◆ WHAT IS BEING ASKED ◆
Exactly the lines from the one containing "out the running" through the final line of the listing are to be retyped, and nothing more.

————

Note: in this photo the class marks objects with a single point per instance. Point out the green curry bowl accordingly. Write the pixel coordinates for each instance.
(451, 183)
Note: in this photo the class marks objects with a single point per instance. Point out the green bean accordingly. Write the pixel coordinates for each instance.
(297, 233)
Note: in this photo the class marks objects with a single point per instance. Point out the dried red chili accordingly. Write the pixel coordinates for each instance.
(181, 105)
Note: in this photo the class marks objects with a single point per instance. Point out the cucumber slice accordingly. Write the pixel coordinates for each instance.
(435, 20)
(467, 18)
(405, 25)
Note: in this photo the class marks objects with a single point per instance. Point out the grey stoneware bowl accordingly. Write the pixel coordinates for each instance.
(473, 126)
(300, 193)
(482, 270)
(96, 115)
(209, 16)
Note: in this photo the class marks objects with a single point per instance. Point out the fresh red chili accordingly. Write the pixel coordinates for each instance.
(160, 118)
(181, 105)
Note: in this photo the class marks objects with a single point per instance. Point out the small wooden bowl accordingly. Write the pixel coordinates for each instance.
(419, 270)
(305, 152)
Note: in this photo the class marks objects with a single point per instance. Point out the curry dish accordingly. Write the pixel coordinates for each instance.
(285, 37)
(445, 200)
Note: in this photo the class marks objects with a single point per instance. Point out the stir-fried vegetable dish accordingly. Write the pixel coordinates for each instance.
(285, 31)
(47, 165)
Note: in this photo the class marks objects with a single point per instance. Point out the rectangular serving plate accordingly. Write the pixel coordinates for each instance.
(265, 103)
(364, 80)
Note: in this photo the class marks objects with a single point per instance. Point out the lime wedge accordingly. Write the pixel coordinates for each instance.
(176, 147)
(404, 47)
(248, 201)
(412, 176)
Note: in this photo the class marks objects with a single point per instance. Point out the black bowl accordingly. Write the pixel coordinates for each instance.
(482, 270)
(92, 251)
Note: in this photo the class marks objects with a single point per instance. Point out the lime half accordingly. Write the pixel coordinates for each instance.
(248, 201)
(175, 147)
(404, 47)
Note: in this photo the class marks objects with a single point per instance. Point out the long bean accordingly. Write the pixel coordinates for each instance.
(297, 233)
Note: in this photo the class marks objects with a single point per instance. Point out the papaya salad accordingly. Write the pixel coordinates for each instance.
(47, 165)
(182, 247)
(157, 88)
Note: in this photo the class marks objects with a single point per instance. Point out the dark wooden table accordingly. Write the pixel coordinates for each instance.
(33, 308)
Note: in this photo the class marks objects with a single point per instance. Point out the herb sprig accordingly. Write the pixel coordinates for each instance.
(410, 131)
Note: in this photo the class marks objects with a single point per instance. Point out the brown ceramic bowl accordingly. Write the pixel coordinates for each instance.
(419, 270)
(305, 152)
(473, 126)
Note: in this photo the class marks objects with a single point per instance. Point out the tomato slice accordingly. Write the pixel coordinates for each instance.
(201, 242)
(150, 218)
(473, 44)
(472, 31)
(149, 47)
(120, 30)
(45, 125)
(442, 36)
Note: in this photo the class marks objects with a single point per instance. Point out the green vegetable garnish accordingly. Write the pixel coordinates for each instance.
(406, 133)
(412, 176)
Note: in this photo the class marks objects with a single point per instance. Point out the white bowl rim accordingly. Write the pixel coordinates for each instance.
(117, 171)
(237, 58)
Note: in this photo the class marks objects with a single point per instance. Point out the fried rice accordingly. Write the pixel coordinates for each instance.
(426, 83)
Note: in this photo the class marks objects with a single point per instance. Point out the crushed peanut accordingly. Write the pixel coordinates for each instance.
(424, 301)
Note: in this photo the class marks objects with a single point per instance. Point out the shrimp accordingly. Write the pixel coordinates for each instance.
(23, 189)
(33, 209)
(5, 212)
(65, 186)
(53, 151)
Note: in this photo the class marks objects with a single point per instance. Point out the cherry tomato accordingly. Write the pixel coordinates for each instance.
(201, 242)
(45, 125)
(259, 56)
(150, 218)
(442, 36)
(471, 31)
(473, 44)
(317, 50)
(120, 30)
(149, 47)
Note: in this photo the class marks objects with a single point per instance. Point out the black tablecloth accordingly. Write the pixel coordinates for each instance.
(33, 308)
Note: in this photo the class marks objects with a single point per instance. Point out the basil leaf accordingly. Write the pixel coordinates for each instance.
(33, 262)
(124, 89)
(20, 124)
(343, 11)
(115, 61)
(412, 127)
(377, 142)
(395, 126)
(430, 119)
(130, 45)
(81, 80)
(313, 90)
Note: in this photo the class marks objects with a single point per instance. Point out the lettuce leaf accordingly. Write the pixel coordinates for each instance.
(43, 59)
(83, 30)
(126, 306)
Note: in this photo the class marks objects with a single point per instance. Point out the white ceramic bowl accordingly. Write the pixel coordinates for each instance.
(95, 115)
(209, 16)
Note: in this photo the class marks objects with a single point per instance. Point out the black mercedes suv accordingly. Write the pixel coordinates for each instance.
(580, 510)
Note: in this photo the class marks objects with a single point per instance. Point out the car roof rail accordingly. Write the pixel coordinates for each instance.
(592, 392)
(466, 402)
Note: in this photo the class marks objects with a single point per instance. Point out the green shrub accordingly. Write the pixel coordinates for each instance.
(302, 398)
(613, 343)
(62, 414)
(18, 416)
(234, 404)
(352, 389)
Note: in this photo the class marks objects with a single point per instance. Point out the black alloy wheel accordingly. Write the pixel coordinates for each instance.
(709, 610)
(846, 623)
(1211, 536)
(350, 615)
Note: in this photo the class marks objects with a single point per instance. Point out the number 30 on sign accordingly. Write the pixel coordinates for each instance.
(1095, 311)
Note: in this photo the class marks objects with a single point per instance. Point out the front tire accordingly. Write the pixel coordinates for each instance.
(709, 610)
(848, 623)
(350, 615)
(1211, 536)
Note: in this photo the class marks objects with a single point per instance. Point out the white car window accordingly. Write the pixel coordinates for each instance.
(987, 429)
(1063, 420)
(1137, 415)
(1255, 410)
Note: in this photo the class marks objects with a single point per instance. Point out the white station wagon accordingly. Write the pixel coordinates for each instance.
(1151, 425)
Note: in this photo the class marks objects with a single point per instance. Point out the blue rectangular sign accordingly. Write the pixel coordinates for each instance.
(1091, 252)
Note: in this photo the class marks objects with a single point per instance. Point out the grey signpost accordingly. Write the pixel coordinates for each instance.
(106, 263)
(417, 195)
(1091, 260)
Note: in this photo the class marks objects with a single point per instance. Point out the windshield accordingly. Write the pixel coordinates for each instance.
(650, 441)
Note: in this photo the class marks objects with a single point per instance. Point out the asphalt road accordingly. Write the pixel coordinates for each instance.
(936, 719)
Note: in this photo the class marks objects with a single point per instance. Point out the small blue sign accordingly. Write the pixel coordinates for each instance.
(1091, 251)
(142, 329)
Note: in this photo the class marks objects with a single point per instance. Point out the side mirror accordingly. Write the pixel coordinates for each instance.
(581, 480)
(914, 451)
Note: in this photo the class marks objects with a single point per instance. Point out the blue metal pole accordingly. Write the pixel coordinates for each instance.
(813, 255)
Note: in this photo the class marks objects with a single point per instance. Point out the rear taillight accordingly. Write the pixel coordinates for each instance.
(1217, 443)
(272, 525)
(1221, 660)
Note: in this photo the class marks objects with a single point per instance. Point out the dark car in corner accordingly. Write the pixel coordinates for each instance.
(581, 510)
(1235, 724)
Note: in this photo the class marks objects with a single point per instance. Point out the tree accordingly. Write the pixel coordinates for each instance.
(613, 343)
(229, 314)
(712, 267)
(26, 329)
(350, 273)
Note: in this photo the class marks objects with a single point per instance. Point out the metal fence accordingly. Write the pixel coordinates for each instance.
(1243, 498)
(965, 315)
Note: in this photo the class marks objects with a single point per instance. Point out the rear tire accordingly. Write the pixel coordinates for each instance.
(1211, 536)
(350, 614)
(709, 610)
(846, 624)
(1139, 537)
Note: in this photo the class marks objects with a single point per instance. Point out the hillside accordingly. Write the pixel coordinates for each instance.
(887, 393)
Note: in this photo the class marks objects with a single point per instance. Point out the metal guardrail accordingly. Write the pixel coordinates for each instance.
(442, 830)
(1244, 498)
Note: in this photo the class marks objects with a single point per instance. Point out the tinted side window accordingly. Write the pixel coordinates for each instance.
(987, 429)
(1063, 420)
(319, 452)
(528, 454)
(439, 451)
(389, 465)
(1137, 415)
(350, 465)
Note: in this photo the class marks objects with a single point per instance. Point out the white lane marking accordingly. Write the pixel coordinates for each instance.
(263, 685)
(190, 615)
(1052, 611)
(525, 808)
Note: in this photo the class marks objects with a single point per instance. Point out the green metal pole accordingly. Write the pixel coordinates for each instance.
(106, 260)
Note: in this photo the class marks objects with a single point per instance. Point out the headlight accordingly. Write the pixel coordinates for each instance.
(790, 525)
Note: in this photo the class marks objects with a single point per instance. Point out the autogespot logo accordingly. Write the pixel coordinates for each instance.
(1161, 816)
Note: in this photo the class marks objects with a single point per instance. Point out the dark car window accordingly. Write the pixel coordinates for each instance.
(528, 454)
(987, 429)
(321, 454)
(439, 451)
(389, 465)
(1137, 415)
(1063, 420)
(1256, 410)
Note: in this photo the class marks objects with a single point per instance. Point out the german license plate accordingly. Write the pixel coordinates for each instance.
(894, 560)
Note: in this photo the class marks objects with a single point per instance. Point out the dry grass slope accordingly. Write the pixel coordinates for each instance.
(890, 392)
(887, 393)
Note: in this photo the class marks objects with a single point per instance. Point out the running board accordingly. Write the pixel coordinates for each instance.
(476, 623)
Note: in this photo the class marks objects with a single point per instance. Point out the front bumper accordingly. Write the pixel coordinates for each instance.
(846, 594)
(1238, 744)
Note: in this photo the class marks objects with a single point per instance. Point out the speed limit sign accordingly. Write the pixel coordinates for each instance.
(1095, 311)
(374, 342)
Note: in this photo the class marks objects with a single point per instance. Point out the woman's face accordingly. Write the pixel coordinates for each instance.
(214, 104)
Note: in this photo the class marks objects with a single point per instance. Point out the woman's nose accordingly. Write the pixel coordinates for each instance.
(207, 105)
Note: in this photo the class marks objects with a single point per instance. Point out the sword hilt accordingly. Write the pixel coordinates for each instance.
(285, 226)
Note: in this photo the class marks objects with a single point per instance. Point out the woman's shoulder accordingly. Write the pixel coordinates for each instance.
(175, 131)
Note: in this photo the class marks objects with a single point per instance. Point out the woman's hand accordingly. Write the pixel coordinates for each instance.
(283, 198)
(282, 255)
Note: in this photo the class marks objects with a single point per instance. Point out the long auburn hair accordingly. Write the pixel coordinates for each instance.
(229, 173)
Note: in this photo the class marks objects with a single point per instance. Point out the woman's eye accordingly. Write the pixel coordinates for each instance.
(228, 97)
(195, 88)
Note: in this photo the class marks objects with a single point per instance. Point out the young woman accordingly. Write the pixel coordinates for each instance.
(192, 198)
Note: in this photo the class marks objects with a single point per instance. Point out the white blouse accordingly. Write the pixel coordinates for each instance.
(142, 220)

————

◆ ANSWER TO THIS PROBLEM ◆
Note: in this photo the class marks objects with a single point per instance. Point out the running board accordingly. Write the pixel coordinates for each instance.
(476, 623)
Note: in this photo the class marks objects with a single point per instance. Point out the front bumper accordingly. Write the pixel coordinates for each instance.
(846, 594)
(1238, 744)
Note: in this photo the class marks objects with a single point per instance. Point out the speed limit sign accordingly. Write the pixel coordinates for each instance.
(1095, 311)
(374, 342)
Note: in this photo the class marks objects with a single point per instance. Point out the woman's face accordingly. Write the pixel coordinates for each instance.
(214, 104)
Note: in this photo the class marks objects with a single point per instance. Point out the woman's nose accordingly. Write the pixel coordinates for each instance.
(207, 105)
Note: in this photo the class marks objects with a single point per instance. Point out the sword hilt accordingly. Write the pixel coordinates for each instance.
(285, 226)
Note: in this photo the class marks objects with a single point per instance. Point out the woman's shoulder accordingly. Write the pixel coordinates for each instance.
(175, 131)
Note: in this photo the class marks objects with a single point per instance. Point out the woman's hand accordingly. Write the pixel coordinates for each instance.
(283, 198)
(282, 255)
Note: in this photo the class marks objects with a single point per instance. Point out the long auburn hair accordingly. Write the pixel coordinates for each instance.
(229, 173)
Note: in this photo the class marks objects with a single point per instance. Point out the woman's eye accordingly. Write the pixel coordinates for each instance.
(228, 97)
(195, 88)
Note: in this photo the class marks objects with a single point per instance. Point out the young woman accordingly. Write the pixel coordinates for each instance.
(192, 198)
Note: in this photo the class marks objects with a single point per instance. Point out the white blouse accordingly. Write the pixel coordinates for each instance.
(142, 220)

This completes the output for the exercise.